§ **TEXT BLOCK**:
══════
Saving the Bees


When student Dominick Dotson approached NMU Medicinal Plant Chemistry Professor Maris Cinelli '06 BS to work with him as a faculty mentor to study bees and what plant compounds move from nectar and pollen into honey, she was definitely buzzed to team up. They both happened to be interested in learning beekeeping.

Bees are dying globally,” said Dotson, a McNair Scholar. “I like the opportunity to try to build them back up, and attempt to give back to the area’s environment. It’s crazy that they are dying out. They do the majority of the globe’s pollinating. They pollinate about 30 percent of our food plants.

“Dom came with this idea and we combined it with some plants I study in my research lab,” said Cinelli. “It’s important because some toxic compounds may transfer into honey and kill people or animals. The thing that also drew me is that bees are adorable!”

Before long, with the help of a grant from the Michigan Botanical Foundation, and fellow McNair Scholar Delaney Anderson, they set up a three-hive apiary on campus, near the Public Safety building and Tourist Park.
══════
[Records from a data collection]
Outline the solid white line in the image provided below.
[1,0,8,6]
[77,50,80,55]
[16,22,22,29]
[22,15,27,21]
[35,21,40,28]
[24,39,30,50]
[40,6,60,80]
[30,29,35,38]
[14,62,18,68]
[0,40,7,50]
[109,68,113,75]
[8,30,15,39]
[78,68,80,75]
══════
§ **TASK INSTRUCTIONS**:
**A)** Reproduce the article about saving the bees word for word, starting at "When student Dominick" and ending at "in learning beekeeping.".
**B)** Do these statements agree with the article about saving the bees? Answer yes or no for each, quoting the words from the article that settle it.
(i) The apiary set up on campus has three hives.
(ii) Dotson says bees pollinate about half of our food plants.
(iii) A grant from the Michigan Botanical Foundation helped with the project.
**C)** Pick up the article about saving the bees after its last sentence and keep writing it.

§ **ANSWERS BY TASK**:
**A)**
When student Dominick Dotson approached NMU Medicinal Plant Chemistry Professor Maris Cinelli '06 BS to work with him as a faculty mentor to study bees and what plant compounds move from nectar and pollen into honey, she was definitely buzzed to team up. They both happened to be interested in learning beekeeping.

**B)**
(i) Yes: "they set up a three-hive apiary on campus"
(ii) No: "They pollinate about 30 percent of our food plants."
(iii) Yes: "with the help of a grant from the Michigan Botanical Foundation"

**C)**
They created a closed systems through the use of netted tents, with varying populations of plants in each of the three hive areas: native blue catmint; native white yarrow; and a foreign ornamental nightshade (which can be poisonous to humans). All had supplemental sugar water. The researchers would sit for hours and count pollination and foraging events for each test site (not without a few stings). They did observe the bees going to the nightshade more often than some other species. “That’s a problem when they are preferring exotic ornamental plants over native species,” said Cinelli.

Bees typically travel up to three miles to forage, and otherwise only leave the nest to go to the bathroom.

Dom, Delaney and other Chemistry 420 students are now using LC/MS and other methods to detect alkaloids in the honey to see what trace chemicals may get transferred from the food sources. If so, does it affect the bees’ metabolic process, and in turn, does their metabolism change any existing toxins? They also harvested nectar and pollen from the flowers and will be feeding that directly to the bees over the fall and will analyze any differences from if it was naturally foraged and turned into honey.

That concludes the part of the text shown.